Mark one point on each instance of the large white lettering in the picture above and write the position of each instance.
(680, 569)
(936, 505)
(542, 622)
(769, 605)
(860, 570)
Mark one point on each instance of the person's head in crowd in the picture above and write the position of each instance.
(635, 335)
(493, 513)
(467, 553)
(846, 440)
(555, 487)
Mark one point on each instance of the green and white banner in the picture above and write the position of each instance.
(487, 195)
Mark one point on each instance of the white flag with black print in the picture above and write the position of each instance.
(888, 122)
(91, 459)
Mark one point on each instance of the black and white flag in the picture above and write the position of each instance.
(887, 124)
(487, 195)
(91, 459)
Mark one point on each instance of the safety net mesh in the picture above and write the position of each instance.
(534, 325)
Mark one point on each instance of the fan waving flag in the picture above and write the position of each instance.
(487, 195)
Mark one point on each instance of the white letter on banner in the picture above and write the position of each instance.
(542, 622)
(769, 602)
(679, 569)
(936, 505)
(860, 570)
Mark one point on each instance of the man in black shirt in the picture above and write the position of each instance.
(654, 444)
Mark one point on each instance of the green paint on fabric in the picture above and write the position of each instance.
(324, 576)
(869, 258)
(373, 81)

══════════

DIRECTION
Revise the stretch from the line containing "Mark one point on each instance of the green paint" through the end of the material, changing "fabric" to "cloth" and leaving everything else as it is.

RESPONSE TO THIS TASK
Mark one point on each instance of the green paint on cloth in the picture above and write the position of each instance.
(324, 576)
(869, 258)
(373, 81)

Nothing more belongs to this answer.